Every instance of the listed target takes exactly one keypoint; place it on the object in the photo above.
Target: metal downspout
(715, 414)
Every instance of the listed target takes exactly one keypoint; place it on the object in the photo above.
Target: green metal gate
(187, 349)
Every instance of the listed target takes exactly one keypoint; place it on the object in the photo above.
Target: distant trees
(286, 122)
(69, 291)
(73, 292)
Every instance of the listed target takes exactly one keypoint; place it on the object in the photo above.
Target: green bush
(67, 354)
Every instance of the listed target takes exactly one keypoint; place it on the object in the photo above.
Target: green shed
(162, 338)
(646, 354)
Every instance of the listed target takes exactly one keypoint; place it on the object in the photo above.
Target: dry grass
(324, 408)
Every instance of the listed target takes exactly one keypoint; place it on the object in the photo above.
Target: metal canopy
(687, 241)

══════

* **To be done**:
Copy out the whole listing above line for line, with no changes.

* **Problem solution**:
Every instance of the listed target takes exactly one keypoint; place it on the object in the photo above.
Target: metal downspout
(715, 414)
Every instance of the listed target takes exactly one keypoint; place it on the object in the photo above.
Target: green metal gate
(187, 349)
Every instance of the listed target takes exactly one keypoint; place it on the object in the photo above.
Target: distant trees
(286, 122)
(69, 291)
(73, 292)
Every instance of the listed target takes exactly one keypoint; place it on the object in the photo above.
Target: green bush
(67, 354)
Every instance of the listed target takes exactly one keypoint; place it on the object in the photo above.
Target: green shed
(162, 338)
(646, 354)
Every instance of the listed target takes exactly one keypoint; place it on the object in the photo above.
Target: dry grass
(324, 408)
Every instance of the listed target takes exactly one keypoint; place it on the object in the photo above.
Target: metal canopy
(687, 241)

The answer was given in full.